# [Selected text]
Black immigration out of Kentucky began in earnest after the War. Todd County’s black population, which reached its peak of 4,895 in 1850, had begun its absolute and relative decline by 1870 and would continue to decline for decades as men sought opportunities elsewhere.

Growing up Property

Likely born around 1830, Moses Penick spent the first three decades of his life as property. In 1860, he was owned by Nathan Penick, a Virginia native who settled in Todd County in 1847. Moses lived at the Penick tobacco farm five miles southeast of Elkton on the Allensville Road, in the heart of Todd County’s highly profitable tobacco plantation country. Nathan and his wife Nancy produced 13 children on an equally vast property of 600 acres that produced 38,000 pounds of tobacco a year on the labor of 30 black men, women and children, one of the largest enslaved populations in the county.

As with many enslaved people, Moses did not know his birthdate, and estimates of his age vary wildly in official records. Moses died on October 15, 1912, and his death certificate states he was 86, born in Todd County in 1826. His father (Peter Bellamy) and mother were Virginians.

Like others enslaved by the family, including Aaron and Jake, Moses Penick would have spent his days doing back-breaking labor weeding, pruning, removing worms and caterpillars, harvesting, drying, curing over fire, and stripping black leaf tobacco.

A Cook in the U.S. Colored Troops

On July 1, 1864, only a few months after his enslaver Nathan died, Moses made his way to Clarksville, Tennessee, about 25 miles southwest of the Penick plantation, to enlist in the Union Army. It is likely that Nathan’s estate had not yet been legally administered, meaning Moses, now in his 30s, did not technically have an owner. This appears to be reflected in Moses’ enlistment papers which, unlike many U.S. Colored Troops enlistment papers, do not note the name of his “reputed owner.”

Moses served in the 101st Colored Infantry, Company D, as the company cook, using campfires and kettles to make the company’s meal when it was not mobile as part of a campaign. He served until January 1866 and was mustered out in Nashville on January 21. When he mustered out the U.S. military owed him $40.76.

Settling and Voting in Elkton

By 1870, Moses was back in Todd County, living a few miles from the Penick Farm and just outside of the town limits of Elkton. He lived with his wife, America, and four children — Sarah, 11; Roda, 4; Monroe, 2; and Nannie B., 2 months. The family rented a place on the outskirts of Dunheath Estate, the oldest house in Elkton (built in 1810).

Also living with Moses and America in 1870 was 70-year-old Jennie Bellamy, who is likely to have been Moses’ mother or relative. Moses was working on a farm and had grown his personal estate to $100.

# [Records supplied]
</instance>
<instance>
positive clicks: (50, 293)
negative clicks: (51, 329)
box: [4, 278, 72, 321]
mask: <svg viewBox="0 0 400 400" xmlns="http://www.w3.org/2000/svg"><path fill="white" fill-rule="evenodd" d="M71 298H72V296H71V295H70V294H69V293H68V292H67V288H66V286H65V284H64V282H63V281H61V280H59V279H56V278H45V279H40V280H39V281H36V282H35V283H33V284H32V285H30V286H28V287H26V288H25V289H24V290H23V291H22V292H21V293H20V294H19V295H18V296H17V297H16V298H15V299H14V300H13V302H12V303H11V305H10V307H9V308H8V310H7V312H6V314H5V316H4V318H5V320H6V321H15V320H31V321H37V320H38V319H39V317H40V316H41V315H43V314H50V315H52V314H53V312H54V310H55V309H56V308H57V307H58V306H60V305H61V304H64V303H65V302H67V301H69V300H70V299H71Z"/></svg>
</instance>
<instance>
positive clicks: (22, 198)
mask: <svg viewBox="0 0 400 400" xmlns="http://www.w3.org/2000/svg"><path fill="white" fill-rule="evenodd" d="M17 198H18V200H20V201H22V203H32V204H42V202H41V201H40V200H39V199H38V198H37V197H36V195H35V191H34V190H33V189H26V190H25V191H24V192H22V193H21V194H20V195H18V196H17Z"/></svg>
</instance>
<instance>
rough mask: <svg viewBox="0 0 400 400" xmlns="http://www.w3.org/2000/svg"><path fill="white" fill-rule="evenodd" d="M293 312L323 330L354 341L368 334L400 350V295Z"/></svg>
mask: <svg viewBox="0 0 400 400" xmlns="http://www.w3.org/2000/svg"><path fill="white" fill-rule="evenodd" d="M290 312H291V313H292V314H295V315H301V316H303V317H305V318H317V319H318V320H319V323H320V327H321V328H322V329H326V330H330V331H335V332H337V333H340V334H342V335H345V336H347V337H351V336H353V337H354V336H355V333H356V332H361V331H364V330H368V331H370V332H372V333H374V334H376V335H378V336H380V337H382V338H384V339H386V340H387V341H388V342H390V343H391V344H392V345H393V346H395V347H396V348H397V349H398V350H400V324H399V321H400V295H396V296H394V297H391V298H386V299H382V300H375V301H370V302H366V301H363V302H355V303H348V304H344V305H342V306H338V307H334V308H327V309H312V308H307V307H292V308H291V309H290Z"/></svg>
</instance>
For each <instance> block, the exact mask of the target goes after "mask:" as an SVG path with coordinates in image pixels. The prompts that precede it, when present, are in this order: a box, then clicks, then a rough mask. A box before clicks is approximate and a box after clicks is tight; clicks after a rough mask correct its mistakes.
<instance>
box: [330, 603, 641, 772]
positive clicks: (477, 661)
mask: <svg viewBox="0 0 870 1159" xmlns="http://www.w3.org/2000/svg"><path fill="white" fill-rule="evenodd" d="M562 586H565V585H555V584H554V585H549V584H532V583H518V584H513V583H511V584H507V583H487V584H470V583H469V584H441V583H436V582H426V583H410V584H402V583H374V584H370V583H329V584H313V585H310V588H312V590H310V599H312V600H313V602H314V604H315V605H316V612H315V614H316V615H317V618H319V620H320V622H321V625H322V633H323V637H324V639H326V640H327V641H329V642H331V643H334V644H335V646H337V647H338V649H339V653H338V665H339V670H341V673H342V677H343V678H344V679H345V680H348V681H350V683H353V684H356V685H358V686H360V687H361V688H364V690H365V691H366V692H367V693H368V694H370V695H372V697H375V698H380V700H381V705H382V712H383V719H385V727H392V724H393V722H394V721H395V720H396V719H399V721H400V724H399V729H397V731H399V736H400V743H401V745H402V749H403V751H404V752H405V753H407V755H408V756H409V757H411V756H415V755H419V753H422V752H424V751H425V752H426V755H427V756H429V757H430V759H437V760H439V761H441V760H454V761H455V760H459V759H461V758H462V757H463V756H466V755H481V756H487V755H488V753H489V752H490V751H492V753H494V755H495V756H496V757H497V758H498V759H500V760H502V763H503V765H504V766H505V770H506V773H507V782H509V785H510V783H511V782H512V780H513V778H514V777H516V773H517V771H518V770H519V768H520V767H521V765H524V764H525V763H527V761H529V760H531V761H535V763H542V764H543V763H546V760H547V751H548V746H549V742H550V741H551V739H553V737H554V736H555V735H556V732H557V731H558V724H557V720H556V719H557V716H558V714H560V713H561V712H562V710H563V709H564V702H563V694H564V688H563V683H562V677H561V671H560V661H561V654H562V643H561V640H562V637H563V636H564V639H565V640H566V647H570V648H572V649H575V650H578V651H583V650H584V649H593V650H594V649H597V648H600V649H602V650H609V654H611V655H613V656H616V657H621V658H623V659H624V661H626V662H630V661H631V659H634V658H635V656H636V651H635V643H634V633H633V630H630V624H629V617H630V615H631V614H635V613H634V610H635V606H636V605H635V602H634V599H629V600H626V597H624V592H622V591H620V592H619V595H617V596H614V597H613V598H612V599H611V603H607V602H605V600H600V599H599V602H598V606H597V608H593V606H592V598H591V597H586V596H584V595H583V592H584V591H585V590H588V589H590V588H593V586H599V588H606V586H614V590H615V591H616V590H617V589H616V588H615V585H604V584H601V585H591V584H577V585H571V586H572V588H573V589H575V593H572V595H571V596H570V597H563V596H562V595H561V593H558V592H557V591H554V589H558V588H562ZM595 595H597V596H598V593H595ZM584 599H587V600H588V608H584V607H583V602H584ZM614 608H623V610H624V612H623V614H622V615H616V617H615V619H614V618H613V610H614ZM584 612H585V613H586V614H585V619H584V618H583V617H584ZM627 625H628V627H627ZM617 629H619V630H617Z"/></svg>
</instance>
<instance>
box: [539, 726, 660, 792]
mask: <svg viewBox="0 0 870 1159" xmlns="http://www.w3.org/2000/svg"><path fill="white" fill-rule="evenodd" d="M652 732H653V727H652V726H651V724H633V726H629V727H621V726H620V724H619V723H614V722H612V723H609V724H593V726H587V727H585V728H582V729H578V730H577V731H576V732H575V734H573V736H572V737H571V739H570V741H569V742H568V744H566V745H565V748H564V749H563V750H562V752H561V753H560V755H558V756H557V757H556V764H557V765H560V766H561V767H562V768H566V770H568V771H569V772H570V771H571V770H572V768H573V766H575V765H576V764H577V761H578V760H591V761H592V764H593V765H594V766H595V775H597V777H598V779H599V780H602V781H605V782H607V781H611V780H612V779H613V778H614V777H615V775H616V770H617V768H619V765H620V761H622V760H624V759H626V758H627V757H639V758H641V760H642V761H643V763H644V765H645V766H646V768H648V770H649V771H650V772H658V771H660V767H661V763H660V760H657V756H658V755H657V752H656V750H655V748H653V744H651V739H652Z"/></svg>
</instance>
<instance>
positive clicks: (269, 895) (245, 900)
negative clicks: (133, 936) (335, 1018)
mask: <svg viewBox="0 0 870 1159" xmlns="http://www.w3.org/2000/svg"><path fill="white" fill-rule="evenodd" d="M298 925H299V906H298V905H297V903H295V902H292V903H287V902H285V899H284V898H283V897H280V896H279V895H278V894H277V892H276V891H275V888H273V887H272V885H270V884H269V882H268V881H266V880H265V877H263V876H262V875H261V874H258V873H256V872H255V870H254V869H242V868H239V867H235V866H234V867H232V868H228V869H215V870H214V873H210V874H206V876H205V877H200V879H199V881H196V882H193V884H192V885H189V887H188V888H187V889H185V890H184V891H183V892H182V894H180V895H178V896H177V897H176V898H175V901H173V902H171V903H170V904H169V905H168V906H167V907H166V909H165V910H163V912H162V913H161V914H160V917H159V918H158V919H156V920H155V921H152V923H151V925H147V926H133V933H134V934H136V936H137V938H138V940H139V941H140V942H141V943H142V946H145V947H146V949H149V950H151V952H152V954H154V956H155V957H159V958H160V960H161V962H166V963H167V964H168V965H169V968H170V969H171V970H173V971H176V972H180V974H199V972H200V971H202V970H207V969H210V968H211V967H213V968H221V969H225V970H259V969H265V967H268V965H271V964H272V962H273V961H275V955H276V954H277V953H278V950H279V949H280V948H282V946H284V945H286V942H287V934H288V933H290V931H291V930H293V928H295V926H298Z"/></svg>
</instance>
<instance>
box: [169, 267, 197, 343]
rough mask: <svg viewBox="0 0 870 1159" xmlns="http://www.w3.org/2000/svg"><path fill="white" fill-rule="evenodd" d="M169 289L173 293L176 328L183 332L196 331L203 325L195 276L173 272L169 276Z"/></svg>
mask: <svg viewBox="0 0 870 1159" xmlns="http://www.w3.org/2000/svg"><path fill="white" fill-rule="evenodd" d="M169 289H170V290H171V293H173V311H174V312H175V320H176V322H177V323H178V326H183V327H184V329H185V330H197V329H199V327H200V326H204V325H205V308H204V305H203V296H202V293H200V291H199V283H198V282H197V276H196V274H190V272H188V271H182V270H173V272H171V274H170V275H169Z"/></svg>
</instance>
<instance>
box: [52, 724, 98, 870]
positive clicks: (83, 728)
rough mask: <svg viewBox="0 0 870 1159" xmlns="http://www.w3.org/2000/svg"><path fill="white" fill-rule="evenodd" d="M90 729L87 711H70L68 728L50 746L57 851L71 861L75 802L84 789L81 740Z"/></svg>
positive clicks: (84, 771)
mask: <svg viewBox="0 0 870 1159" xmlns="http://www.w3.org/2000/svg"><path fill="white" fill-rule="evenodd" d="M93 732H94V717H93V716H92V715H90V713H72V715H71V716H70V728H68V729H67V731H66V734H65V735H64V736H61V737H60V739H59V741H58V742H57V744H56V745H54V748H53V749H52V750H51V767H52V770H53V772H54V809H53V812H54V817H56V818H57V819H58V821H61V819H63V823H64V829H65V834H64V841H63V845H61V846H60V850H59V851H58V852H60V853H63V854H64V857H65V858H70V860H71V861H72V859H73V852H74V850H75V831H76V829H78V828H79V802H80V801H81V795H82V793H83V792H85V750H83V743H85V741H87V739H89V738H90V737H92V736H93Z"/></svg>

# [Problem details]
Continue the account of Moses Penick's life above, starting after its final sentence.

# [Task result]
Among Moses’ neighbors included some very powerful Democrats: Dunheath was owned by Lucy Garth and her son Egbert (the 1870 election clerk who recorded Moses’ first ever vote), James D. Christian, the most powerful official in the county, and Benjamin Thomas Perkins, Clerk of the Todd County Court and the Circuit Court.

Penick was an avid voter. In 1870, he made the trek into town to vote at the Elkton Courthouse at least three times: In April, June, and November. In June, he voted for town trustees, Elkton’s town government, in a hyper local election with only 103 voters in total.

Penick’s close proximity to powerful Democrats did not dampen his enthusiasm for Republican candidates at the national level. In both the April and November congressional elections, he voted for Republican candidates.

Indeed, even at the local level, Moses voted for turned out to vote and voted Republican. In the August 1872 election for county officials, Moses declared his vote for Cole, the Republican candidate. He did vote for William T. Kennedy, a lawyer from a deeply Democratic family whose uncle was a delegate to the 1861 Russellville confederate convention that set up a shadow confederate government in Kentucky. However Kennedy ran uncontested, and all but nine black voters at Elkton that day declared his vote for him.

When the census collector came around in 1880, Moses and America still lived in the same area, on the edge of Elkton. They had three more children: Moses Jr, 7; Ida, 5; and Eugene, 4. Moses was working as a laborer.

Moses and America were longtime residents of Todd County. They stayed in Elkton in the home they owned, living with various adult children, and next door to their eldest son, Monroe, a homeowner and stonemason. It appears Moses owned multiple properties: he sold a small parcel of land located east of Elkton to Monroe in 1908.

Moses applied for a disability pension in 1890 but continued to work into old age, laboring as a gardener in 1910, aged about 80. America died after 1900. Moses followed in 1912, with his Todd County death certificate recording his age as 86 and his cause of death as complications of malaria and old age.

Should I Stay or Should I Go?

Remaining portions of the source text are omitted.